Recorded data
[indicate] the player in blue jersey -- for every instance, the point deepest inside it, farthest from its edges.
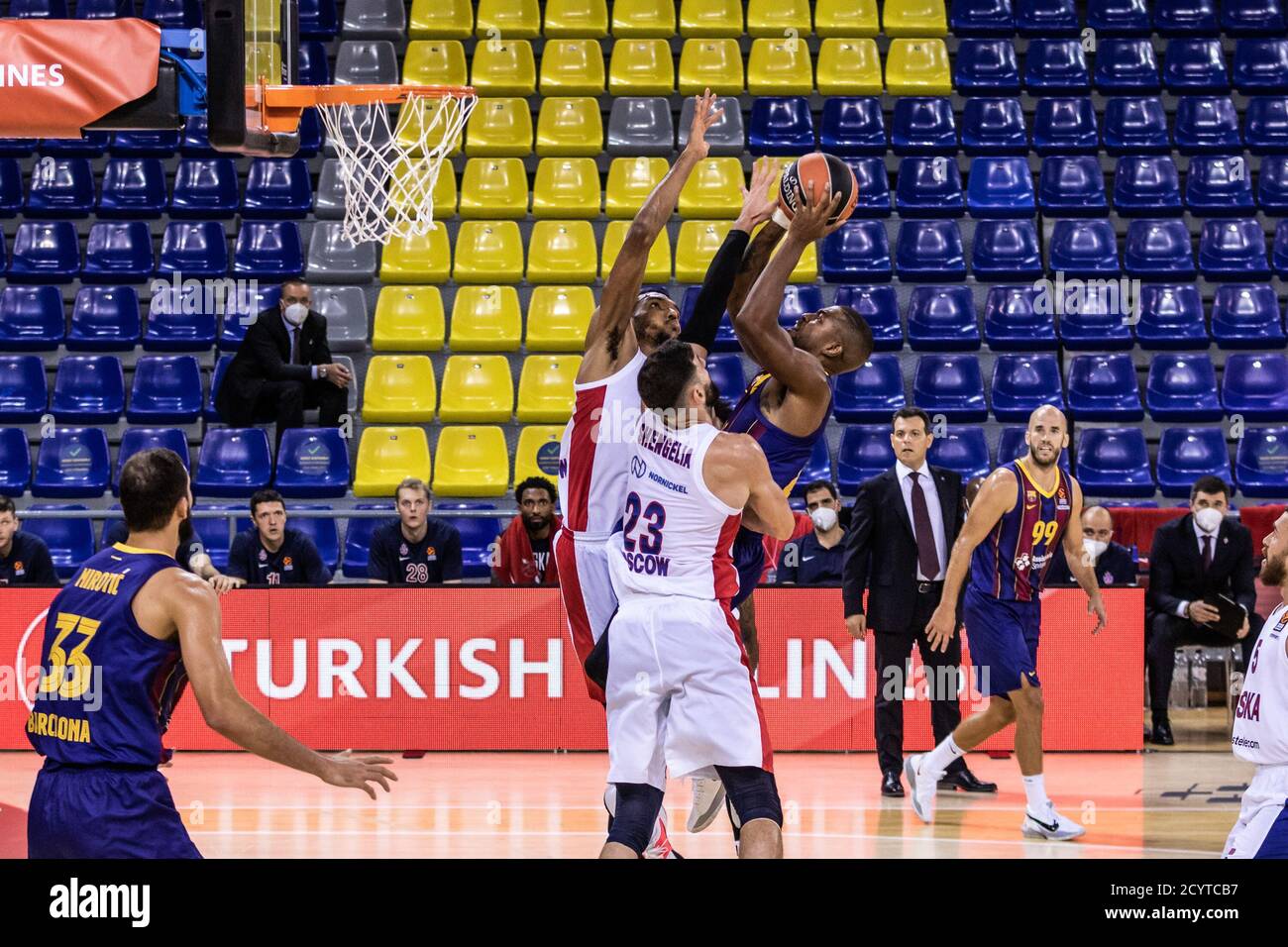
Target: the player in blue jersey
(1014, 527)
(120, 641)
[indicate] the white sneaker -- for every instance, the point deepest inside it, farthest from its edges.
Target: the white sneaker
(1050, 825)
(921, 788)
(707, 799)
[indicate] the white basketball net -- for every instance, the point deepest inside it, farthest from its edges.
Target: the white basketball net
(389, 169)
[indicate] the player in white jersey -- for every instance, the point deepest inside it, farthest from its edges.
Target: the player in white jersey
(1261, 720)
(681, 692)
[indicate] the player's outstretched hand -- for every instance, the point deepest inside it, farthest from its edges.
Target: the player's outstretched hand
(357, 772)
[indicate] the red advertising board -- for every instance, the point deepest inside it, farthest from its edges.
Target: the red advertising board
(492, 669)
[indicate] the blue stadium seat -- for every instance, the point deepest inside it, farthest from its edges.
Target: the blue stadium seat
(72, 463)
(1126, 65)
(928, 187)
(871, 393)
(1261, 463)
(923, 127)
(1083, 249)
(1024, 382)
(205, 187)
(24, 389)
(1256, 386)
(1103, 388)
(1245, 316)
(964, 450)
(117, 252)
(1013, 321)
(863, 454)
(1186, 454)
(1158, 249)
(941, 318)
(1181, 386)
(233, 462)
(1233, 250)
(1146, 185)
(104, 318)
(1072, 185)
(1115, 462)
(1006, 250)
(1000, 187)
(853, 127)
(781, 127)
(858, 252)
(951, 385)
(879, 305)
(1171, 317)
(993, 127)
(31, 318)
(44, 252)
(1065, 127)
(1136, 127)
(133, 187)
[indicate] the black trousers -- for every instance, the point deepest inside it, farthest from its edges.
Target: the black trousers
(1166, 634)
(892, 651)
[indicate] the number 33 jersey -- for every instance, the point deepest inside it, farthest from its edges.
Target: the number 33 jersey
(677, 535)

## Work request:
Exact copies of the lines from the one containing "Target: the white sneaker" through the final line of the records are all the answer should hold.

## Output for this task:
Target: the white sneaker
(1050, 825)
(921, 788)
(707, 799)
[indicate] the white basketball net -- for every instance, the point deepest inside it, farthest from its edges.
Target: the white basketball net
(389, 169)
[indicate] the player in white jersey -- for every instance, the point deepest inside it, farthest from its edges.
Target: the player in white jersey
(1261, 720)
(681, 692)
[indicate] the player's outstretched hand -- for every instance, the point deepest inside it, farthest from its edges.
Target: the player's outstretched hand
(357, 772)
[indicate] the red advertising board -- for every instance, the point deepest inside it, farthest from its edges.
Target: the red advertising board
(492, 669)
[indicate] the blue stadium seat -- for every instance, the point deepest inside it, farthest from its edges.
Target: the blue stadium seat
(72, 463)
(1126, 65)
(928, 187)
(871, 393)
(1261, 463)
(923, 127)
(1083, 249)
(1024, 382)
(205, 187)
(24, 389)
(1256, 386)
(1103, 388)
(1245, 316)
(964, 450)
(117, 252)
(1013, 321)
(863, 454)
(1186, 454)
(1158, 249)
(941, 318)
(1181, 386)
(233, 462)
(1233, 250)
(1146, 185)
(104, 318)
(1072, 185)
(1115, 462)
(1006, 250)
(1000, 187)
(853, 127)
(781, 127)
(858, 252)
(951, 385)
(879, 305)
(1171, 317)
(993, 127)
(31, 318)
(44, 252)
(1065, 127)
(1136, 127)
(133, 187)
[indicate] the black trousers -- for every instance, the point deepest inside it, farthest from its edges.
Target: the black trousers
(1166, 634)
(892, 651)
[indicate] the number 33 jersey -- for every instance, the point deepest inside it, farthest from its edges.
Target: the number 33 jersey
(677, 535)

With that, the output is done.